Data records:
- Opening Delimiter -
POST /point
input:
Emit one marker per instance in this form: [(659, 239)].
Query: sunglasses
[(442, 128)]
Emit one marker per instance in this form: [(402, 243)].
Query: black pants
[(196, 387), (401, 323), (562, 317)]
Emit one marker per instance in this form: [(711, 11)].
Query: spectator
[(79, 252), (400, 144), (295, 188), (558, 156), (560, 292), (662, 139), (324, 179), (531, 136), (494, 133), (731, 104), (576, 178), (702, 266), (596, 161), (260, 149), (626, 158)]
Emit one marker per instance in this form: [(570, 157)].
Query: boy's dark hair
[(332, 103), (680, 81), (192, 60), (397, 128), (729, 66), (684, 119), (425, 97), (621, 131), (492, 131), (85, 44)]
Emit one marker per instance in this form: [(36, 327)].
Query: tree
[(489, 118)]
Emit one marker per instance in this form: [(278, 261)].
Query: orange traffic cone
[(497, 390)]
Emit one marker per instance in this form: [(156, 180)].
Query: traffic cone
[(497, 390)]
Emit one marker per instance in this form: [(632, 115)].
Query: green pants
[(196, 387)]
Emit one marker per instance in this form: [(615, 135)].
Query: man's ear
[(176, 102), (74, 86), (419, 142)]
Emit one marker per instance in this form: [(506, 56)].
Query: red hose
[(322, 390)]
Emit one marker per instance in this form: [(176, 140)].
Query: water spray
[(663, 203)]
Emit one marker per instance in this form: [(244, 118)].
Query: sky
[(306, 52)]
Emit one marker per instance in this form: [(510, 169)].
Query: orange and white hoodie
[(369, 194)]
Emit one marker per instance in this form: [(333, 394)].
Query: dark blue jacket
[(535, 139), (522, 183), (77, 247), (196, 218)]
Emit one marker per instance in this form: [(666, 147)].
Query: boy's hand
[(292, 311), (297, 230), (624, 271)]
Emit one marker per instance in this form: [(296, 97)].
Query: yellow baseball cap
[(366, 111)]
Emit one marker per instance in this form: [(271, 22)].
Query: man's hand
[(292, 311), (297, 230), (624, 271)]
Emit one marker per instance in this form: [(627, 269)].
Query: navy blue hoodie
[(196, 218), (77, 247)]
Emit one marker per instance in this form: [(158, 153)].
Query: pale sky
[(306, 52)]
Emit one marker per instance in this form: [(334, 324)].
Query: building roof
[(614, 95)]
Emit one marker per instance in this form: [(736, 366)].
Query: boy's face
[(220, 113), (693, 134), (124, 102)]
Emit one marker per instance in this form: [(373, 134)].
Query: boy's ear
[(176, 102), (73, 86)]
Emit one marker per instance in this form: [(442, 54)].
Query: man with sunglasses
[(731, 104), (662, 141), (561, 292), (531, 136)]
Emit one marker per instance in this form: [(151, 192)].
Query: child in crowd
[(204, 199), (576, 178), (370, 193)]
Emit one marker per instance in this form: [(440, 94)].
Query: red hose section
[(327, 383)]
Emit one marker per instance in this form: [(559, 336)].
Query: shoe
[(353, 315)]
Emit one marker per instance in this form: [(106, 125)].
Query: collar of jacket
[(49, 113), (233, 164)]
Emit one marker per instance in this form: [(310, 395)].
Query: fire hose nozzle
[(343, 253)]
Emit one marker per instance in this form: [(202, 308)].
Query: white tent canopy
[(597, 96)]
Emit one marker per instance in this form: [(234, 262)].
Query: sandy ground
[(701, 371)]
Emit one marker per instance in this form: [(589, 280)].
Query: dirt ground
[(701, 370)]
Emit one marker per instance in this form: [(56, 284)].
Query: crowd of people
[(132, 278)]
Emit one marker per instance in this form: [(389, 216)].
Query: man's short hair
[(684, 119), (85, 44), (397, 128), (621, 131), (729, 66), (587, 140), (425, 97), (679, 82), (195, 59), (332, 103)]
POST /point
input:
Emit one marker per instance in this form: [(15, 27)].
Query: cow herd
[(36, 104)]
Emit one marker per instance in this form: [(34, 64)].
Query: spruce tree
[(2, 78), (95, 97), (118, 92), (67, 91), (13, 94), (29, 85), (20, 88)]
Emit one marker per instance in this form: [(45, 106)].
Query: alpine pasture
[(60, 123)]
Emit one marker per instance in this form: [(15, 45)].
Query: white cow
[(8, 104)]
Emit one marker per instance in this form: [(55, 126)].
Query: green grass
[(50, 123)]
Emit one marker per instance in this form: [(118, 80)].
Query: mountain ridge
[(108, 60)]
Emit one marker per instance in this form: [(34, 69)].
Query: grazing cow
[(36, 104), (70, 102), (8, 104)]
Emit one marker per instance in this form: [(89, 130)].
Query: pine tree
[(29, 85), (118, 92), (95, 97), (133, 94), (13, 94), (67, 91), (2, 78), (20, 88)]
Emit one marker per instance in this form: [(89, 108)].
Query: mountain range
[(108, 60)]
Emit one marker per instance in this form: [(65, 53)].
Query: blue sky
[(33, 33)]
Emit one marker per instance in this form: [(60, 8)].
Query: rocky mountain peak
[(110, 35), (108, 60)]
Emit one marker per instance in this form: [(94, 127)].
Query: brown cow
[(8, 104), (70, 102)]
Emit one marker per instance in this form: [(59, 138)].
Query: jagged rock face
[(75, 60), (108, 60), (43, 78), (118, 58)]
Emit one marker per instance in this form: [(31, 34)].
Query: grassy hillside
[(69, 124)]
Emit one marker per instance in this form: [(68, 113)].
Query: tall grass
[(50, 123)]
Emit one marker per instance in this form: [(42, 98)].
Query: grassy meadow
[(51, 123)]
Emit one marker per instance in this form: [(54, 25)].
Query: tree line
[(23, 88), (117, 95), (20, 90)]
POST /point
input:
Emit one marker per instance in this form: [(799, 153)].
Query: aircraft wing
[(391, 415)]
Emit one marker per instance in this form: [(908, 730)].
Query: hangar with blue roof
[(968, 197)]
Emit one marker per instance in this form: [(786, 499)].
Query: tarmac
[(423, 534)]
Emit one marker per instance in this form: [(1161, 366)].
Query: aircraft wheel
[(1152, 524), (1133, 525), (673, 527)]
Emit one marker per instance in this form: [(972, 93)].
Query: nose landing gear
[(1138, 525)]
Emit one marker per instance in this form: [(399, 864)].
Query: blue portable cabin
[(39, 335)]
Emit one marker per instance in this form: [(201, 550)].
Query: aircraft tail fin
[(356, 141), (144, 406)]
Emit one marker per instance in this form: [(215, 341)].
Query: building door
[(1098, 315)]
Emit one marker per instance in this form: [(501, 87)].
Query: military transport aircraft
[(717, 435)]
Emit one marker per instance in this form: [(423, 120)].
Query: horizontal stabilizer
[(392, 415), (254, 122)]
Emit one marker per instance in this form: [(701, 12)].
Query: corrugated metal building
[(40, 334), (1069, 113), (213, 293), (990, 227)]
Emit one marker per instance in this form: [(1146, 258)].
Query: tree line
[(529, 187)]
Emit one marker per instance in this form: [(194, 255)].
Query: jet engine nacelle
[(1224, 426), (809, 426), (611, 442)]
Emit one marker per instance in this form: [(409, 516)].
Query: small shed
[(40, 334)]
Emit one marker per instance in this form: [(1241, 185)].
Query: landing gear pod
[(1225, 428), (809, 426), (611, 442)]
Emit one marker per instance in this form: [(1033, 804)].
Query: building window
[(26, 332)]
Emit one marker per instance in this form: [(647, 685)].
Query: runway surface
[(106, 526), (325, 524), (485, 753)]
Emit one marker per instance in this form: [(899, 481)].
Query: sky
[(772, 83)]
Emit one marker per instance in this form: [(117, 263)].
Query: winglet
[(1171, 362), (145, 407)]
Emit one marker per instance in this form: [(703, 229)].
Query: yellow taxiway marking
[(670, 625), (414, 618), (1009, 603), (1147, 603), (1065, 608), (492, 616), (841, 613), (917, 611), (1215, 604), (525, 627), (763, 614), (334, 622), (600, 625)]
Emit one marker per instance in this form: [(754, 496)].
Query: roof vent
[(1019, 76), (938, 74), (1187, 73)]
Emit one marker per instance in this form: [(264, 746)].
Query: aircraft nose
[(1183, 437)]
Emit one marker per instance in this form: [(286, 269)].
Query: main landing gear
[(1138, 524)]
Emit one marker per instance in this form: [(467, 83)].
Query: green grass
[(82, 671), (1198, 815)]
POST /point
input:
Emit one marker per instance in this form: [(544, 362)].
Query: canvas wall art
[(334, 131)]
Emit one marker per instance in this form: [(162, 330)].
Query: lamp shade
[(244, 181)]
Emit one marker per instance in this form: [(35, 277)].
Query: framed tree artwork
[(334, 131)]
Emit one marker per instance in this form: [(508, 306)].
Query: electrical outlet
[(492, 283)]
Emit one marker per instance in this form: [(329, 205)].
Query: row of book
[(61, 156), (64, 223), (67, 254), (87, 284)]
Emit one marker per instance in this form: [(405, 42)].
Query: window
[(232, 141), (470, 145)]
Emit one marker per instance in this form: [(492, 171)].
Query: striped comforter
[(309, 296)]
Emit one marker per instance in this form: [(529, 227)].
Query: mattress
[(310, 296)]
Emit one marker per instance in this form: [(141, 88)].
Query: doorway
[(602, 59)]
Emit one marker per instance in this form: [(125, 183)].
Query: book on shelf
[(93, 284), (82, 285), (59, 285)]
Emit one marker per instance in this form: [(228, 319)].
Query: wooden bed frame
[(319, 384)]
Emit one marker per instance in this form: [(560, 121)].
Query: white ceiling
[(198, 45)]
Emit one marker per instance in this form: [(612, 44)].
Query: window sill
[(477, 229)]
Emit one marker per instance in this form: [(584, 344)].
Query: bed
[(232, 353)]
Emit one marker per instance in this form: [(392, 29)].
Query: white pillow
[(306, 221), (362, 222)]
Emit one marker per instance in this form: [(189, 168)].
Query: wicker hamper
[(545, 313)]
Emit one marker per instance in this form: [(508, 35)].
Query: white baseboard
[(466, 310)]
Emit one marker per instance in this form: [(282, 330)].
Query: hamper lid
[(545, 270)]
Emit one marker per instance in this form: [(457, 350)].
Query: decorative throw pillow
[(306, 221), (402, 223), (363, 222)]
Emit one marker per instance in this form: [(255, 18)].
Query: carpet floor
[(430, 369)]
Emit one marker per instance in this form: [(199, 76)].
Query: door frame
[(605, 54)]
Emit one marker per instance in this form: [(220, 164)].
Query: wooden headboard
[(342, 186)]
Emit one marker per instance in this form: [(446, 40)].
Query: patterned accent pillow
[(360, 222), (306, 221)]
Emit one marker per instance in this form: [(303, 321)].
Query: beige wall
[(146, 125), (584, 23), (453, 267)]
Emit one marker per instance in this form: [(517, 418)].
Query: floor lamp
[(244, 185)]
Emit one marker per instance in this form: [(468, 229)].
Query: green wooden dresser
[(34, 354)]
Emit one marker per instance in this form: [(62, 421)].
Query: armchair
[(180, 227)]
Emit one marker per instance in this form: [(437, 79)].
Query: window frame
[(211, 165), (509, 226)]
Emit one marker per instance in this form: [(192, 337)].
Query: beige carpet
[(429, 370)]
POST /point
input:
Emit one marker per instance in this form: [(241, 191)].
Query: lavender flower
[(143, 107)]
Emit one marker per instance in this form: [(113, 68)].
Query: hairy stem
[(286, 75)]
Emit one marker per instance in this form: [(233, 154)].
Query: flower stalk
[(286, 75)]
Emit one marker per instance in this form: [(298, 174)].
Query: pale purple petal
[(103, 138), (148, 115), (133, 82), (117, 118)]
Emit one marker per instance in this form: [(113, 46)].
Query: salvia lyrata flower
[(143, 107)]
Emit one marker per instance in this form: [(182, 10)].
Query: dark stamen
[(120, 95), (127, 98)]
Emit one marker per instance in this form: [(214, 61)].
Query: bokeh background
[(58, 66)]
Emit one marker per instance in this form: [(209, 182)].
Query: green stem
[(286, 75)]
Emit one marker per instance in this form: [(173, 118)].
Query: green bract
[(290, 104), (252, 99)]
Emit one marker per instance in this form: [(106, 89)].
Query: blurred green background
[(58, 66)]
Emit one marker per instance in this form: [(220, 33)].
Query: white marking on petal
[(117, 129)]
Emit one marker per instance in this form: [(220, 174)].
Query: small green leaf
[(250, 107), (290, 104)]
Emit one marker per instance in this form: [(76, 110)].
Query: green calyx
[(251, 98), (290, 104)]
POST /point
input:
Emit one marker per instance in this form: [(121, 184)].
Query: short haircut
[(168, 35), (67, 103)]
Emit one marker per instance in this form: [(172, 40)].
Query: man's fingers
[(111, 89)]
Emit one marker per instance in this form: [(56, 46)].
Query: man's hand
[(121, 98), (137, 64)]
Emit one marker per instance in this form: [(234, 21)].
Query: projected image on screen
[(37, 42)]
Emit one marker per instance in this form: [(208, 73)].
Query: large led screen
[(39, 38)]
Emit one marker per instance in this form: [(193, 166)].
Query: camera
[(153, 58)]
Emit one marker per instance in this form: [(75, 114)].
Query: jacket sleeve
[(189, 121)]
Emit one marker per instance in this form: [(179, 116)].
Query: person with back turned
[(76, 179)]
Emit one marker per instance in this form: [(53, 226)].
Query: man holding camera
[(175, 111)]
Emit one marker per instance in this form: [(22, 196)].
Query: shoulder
- Closing Delimiter -
WHAT NEEDS TO BE DONE:
Return, word for word, the lines of the data above from the line with "Query: brown cow" through the line with "Emit one marker per instance in this form: [(501, 87)].", inclusive.

SOLVED EXERCISE:
Query: brown cow
[(8, 104), (70, 102)]
Emit one marker per instance in this form: [(59, 138)].
Query: jagged rock face
[(75, 60), (108, 60), (43, 78), (118, 58)]
Emit one marker per instance in this form: [(31, 34)].
Query: grassy hillside
[(69, 124)]
Emit one marker per instance in this form: [(68, 113)].
Query: tall grass
[(50, 123)]
Emit one marker per instance in this form: [(42, 98)].
Query: grassy meadow
[(51, 123)]
Emit one marker per instance in this form: [(54, 25)].
Query: tree line
[(23, 88), (117, 95), (20, 90)]
POST /point
input:
Emit one marker per instance in this form: [(799, 153)].
Query: aircraft wing
[(391, 415)]
Emit one marker per instance in this form: [(908, 730)].
Query: hangar with blue roof
[(968, 197)]
Emit one marker per instance in this form: [(786, 499)].
Query: tarmac
[(423, 534)]
Emit one marker per instance in this form: [(1161, 366)].
Query: aircraft wheel
[(1152, 524), (1133, 525), (673, 527)]
Emit one marker per instance in this form: [(972, 93)].
Query: nose landing gear
[(1138, 525)]
Emit one marker per instance in this form: [(399, 864)].
Query: blue portable cabin
[(39, 335)]
Emit one marker per instance in this form: [(201, 550)].
Query: aircraft tail fin
[(356, 141), (144, 406)]
Emit one marker per instance in this form: [(215, 341)].
Query: building door
[(1098, 315)]
Emit one marker per instance in this form: [(501, 87)].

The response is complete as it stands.